● **Assigned task**
When a picture appears in the listing, leave it out and copy the rest exactly as it stands.

● **Dataset extract**
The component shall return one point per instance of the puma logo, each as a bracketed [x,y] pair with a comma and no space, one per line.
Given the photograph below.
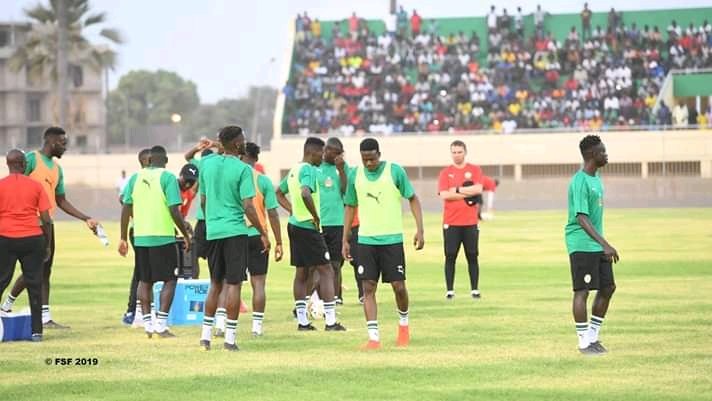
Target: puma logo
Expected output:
[370,195]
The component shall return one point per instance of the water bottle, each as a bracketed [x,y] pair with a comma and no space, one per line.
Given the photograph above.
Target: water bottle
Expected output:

● **Problem solution**
The component shall return one point per instance of the puma logo, each as a bracketed [x,y] pair with a comma and no space, one per line.
Given the photograph below.
Target: puma logo
Expected output:
[370,195]
The component shall return one point per instance of the water bottle, each as a bracketed [x,y] pair with a comma and no space, one per line.
Given the photograph above.
Target: water bottle
Expected output:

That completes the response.